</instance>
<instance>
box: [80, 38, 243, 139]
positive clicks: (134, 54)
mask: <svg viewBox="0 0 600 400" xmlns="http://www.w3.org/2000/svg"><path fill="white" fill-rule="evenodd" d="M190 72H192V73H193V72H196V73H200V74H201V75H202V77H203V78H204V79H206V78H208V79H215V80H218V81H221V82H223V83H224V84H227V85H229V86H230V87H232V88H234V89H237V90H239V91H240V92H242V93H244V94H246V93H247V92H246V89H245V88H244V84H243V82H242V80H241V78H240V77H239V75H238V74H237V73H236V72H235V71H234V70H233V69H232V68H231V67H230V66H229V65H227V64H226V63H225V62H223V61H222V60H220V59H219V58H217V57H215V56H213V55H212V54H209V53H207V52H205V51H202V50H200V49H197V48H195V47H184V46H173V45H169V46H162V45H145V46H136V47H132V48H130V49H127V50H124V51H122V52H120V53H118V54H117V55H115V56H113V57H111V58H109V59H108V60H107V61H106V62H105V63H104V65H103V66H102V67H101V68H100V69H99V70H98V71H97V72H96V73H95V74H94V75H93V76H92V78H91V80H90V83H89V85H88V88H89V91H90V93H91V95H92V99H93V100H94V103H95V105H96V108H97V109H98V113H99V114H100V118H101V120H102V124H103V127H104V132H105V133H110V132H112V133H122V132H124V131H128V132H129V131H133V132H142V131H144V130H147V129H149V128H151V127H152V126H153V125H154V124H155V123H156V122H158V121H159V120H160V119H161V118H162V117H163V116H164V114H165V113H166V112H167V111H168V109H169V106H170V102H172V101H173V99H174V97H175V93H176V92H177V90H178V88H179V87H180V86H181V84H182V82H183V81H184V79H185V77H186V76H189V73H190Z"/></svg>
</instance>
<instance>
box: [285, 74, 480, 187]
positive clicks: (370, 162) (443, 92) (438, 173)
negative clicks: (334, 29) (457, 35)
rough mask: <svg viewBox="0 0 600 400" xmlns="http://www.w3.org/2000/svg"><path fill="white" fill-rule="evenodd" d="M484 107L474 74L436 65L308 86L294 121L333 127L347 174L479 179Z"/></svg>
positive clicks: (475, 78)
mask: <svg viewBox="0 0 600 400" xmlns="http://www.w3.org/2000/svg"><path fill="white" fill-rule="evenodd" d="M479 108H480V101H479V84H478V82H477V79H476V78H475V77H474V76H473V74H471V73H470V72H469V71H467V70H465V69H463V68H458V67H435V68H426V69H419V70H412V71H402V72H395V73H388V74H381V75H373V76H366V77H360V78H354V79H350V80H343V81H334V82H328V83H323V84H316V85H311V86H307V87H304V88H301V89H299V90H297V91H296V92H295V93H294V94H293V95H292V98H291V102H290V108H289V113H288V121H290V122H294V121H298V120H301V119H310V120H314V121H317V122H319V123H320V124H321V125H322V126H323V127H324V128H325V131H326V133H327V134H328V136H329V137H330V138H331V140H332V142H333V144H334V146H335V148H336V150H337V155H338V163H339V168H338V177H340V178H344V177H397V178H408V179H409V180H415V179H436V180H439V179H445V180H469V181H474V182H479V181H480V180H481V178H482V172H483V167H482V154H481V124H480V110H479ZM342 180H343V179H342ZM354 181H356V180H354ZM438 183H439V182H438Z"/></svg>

**WORK TASK**
The records shown above must be returned in full, exactly as written.

**RESPONSE TO THIS TASK**
</instance>
<instance>
box: [80, 38, 243, 139]
positive clicks: (134, 54)
mask: <svg viewBox="0 0 600 400" xmlns="http://www.w3.org/2000/svg"><path fill="white" fill-rule="evenodd" d="M190 72H192V73H193V72H196V73H200V74H201V75H202V77H203V78H204V79H206V78H208V79H215V80H218V81H221V82H223V83H224V84H227V85H229V86H230V87H232V88H234V89H237V90H239V91H240V92H242V93H244V94H246V93H247V92H246V89H245V88H244V84H243V82H242V80H241V78H240V77H239V75H238V74H237V73H236V72H235V71H234V70H233V69H232V68H231V67H230V66H229V65H227V64H226V63H225V62H223V61H222V60H220V59H219V58H217V57H215V56H213V55H212V54H209V53H207V52H205V51H202V50H200V49H197V48H195V47H184V46H173V45H169V46H162V45H145V46H136V47H132V48H130V49H127V50H124V51H122V52H120V53H118V54H117V55H115V56H113V57H111V58H109V59H108V60H107V61H106V62H105V63H104V65H103V66H102V67H101V68H100V69H99V70H98V71H97V72H96V73H95V74H94V75H93V76H92V78H91V80H90V83H89V85H88V88H89V91H90V93H91V95H92V99H93V100H94V103H95V105H96V108H97V109H98V113H99V114H100V118H101V120H102V124H103V127H104V132H105V133H110V132H112V133H122V132H124V131H128V132H129V131H133V132H142V131H144V130H147V129H149V128H151V127H152V126H153V125H154V124H155V123H156V122H158V121H159V120H160V119H161V118H162V117H163V116H164V114H165V113H166V112H167V111H168V109H169V106H170V102H172V101H173V99H174V97H175V93H176V92H177V90H178V88H179V87H180V86H181V84H182V82H183V81H184V79H185V77H186V76H189V73H190Z"/></svg>
</instance>
<instance>
box: [285, 74, 480, 187]
positive clicks: (370, 162) (443, 92) (438, 173)
negative clicks: (334, 29) (457, 35)
rough mask: <svg viewBox="0 0 600 400" xmlns="http://www.w3.org/2000/svg"><path fill="white" fill-rule="evenodd" d="M484 107L474 74L436 65L308 86L294 121L333 127L347 174L479 179Z"/></svg>
positive clicks: (475, 78)
mask: <svg viewBox="0 0 600 400" xmlns="http://www.w3.org/2000/svg"><path fill="white" fill-rule="evenodd" d="M479 108H480V101H479V84H478V82H477V79H476V78H475V77H474V76H473V74H471V73H470V72H469V71H467V70H465V69H463V68H458V67H435V68H426V69H419V70H412V71H402V72H395V73H388V74H381V75H373V76H366V77H360V78H354V79H350V80H343V81H334V82H328V83H323V84H316V85H311V86H307V87H304V88H301V89H299V90H297V91H296V92H295V93H294V94H293V95H292V98H291V102H290V108H289V113H288V121H290V122H294V121H298V120H301V119H310V120H314V121H317V122H319V123H320V124H321V125H322V126H323V127H324V128H325V131H326V133H327V134H328V136H329V137H330V138H331V140H332V142H333V144H334V146H335V148H336V150H337V155H338V163H339V168H338V177H340V178H344V177H397V178H408V179H409V180H415V179H436V180H439V179H445V180H469V181H474V182H479V181H480V180H481V178H482V172H483V167H482V154H481V124H480V110H479ZM342 180H343V179H342ZM354 181H356V180H354ZM438 183H439V182H438Z"/></svg>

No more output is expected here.